Content starts

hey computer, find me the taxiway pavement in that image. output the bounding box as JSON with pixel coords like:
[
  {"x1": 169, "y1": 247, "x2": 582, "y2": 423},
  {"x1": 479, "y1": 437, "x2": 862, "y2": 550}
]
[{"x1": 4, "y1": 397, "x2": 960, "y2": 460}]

Content ends

# Your instructions
Your task is to repeat the entries exactly.

# Answer area
hey computer, find me the taxiway pavement in that image. output the bounding box as JSON with pixel coords like:
[
  {"x1": 169, "y1": 247, "x2": 582, "y2": 423},
  {"x1": 479, "y1": 437, "x2": 862, "y2": 550}
]
[{"x1": 4, "y1": 397, "x2": 960, "y2": 460}]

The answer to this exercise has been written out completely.